• What is needed
Reproduce the listing below with "tree" swapped for "street lamp", leaving every other character untouched.

>> Start Provided records

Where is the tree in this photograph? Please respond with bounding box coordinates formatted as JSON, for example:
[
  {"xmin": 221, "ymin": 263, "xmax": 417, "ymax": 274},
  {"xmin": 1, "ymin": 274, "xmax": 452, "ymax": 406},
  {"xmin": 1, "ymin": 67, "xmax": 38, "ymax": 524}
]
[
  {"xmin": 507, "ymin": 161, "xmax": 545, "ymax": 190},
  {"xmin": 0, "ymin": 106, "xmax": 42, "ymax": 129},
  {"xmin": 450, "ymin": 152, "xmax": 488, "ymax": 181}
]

>> End Provided records

• Task output
Where is the street lamp in this photograph? Please respond with bounding box coordinates formatted as JSON, for example:
[
  {"xmin": 221, "ymin": 263, "xmax": 417, "ymax": 274},
  {"xmin": 1, "ymin": 274, "xmax": 452, "ymax": 406},
  {"xmin": 1, "ymin": 67, "xmax": 38, "ymax": 524}
]
[
  {"xmin": 507, "ymin": 161, "xmax": 545, "ymax": 190},
  {"xmin": 0, "ymin": 106, "xmax": 42, "ymax": 129},
  {"xmin": 450, "ymin": 152, "xmax": 488, "ymax": 181}
]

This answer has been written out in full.